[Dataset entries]
——

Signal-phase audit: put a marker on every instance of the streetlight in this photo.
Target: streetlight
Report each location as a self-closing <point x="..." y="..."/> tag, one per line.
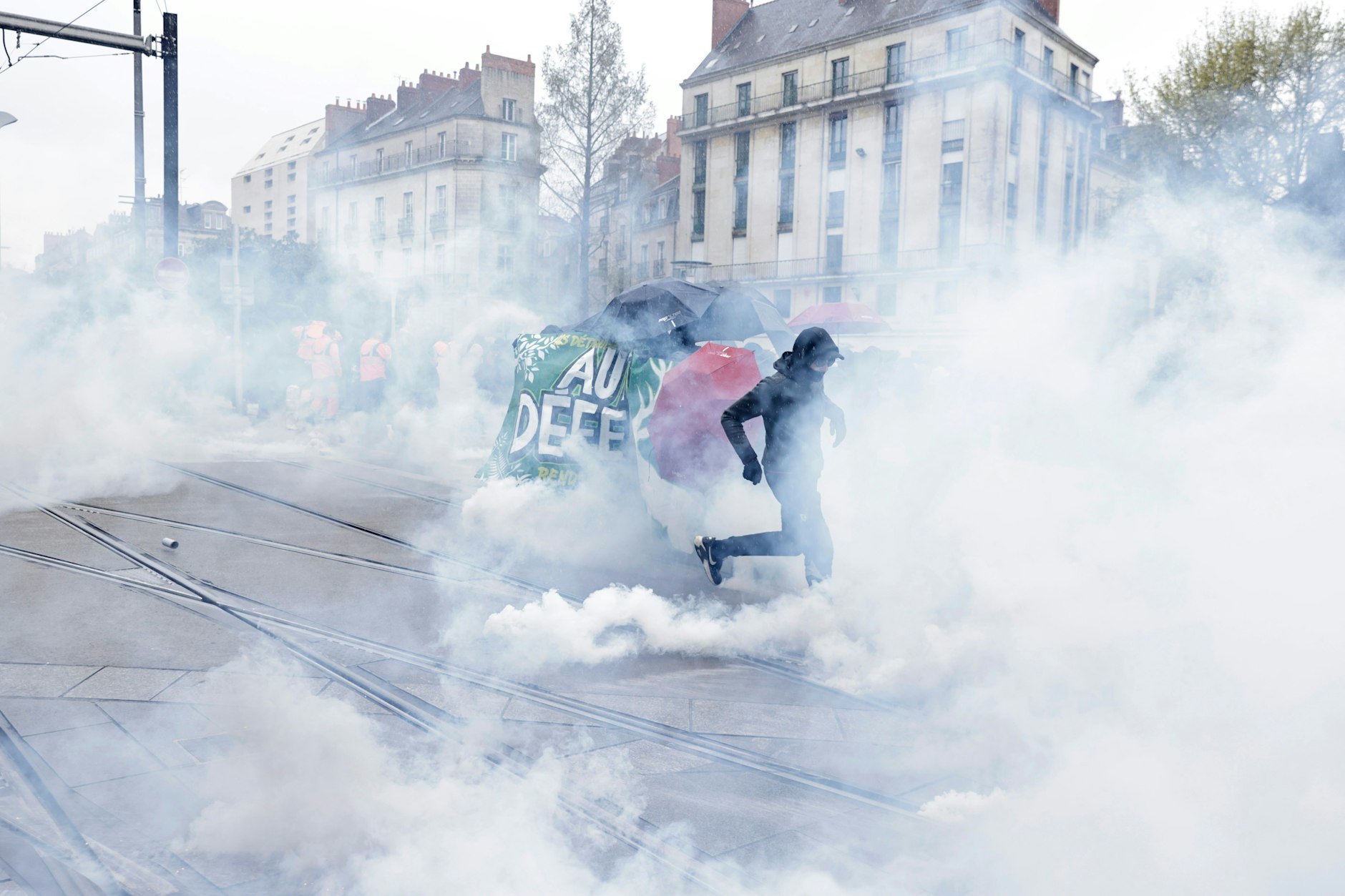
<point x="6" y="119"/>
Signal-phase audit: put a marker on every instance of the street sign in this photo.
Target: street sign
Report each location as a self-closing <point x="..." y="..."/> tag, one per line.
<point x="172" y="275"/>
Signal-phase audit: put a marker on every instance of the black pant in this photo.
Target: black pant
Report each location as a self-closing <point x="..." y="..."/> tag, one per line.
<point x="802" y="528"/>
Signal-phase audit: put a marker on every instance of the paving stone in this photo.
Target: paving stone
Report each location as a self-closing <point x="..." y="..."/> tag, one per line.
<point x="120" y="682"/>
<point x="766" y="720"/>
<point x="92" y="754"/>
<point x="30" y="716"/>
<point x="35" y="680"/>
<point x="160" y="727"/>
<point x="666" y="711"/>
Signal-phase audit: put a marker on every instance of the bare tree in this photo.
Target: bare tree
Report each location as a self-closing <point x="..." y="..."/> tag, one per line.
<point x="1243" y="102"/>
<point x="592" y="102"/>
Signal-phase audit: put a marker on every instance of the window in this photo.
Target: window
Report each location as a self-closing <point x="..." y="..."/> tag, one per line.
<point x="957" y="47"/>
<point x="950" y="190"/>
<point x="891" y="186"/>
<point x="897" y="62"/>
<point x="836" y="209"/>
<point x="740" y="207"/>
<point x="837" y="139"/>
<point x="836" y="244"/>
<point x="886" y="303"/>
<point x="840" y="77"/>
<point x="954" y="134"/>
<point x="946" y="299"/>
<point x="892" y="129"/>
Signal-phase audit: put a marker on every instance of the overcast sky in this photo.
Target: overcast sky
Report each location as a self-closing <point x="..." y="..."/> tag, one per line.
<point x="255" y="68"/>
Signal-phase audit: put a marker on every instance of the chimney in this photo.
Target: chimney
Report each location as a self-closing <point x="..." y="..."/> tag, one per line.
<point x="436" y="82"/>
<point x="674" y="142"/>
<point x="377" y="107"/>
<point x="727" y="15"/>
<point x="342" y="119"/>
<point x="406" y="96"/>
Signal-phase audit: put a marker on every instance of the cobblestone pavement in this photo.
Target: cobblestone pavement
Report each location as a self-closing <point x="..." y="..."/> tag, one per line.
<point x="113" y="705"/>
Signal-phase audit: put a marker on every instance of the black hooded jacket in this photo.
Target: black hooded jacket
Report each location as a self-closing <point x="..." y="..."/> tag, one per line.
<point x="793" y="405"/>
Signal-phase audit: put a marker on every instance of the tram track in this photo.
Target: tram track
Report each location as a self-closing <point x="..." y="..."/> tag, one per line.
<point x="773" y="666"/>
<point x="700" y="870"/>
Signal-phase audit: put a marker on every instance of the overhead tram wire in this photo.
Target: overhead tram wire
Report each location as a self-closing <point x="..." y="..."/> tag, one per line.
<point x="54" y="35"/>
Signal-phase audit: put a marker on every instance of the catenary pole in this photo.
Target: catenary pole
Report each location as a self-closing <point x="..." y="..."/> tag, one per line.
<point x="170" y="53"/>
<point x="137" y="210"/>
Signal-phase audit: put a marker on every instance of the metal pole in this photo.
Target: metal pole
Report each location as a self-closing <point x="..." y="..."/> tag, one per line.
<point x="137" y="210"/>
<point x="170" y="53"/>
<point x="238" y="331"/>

——

Please reproduce the items verbatim, starting at the line that contains "pavement in this photo." and continuing through the end of the items, both ends included.

= Result for this exercise =
Signal-phase audit: put a marker on every instance of the cobblestone pavement in this photo.
Target: cobblestone pavement
Report each location as a self-closing <point x="..." y="..."/> tag, one per line.
<point x="113" y="705"/>
Signal-phase audit: put a marker on every instance of the black hooded jacket in this photo.
Target: black hooded jacket
Report each location as a self-closing <point x="..." y="..."/> tag, one per line.
<point x="793" y="405"/>
Signal-phase audit: put a marker on every instance of the tram track in this photo.
Target: tram track
Report each location as a self-closing <point x="..." y="..."/> tag, one per line.
<point x="773" y="666"/>
<point x="700" y="870"/>
Signal-phase audit: put a marker on every instance of the overhead tram wire in this photo.
Target: overhead tram wire
Report each location as a self-closing <point x="..." y="..."/> tag, one per line.
<point x="54" y="35"/>
Signal-phase audit: put a marker on every instance of the catenary pole in this photo.
Target: catenary pole
Report each location as a self-closing <point x="..." y="..."/> tag, one per line.
<point x="170" y="53"/>
<point x="137" y="210"/>
Signal-phase audit: put a marker on every instance of the metal pole in this photo.
Target: metal pole
Report each location as a self-closing <point x="..." y="..."/> tag, one per line.
<point x="137" y="210"/>
<point x="170" y="53"/>
<point x="238" y="331"/>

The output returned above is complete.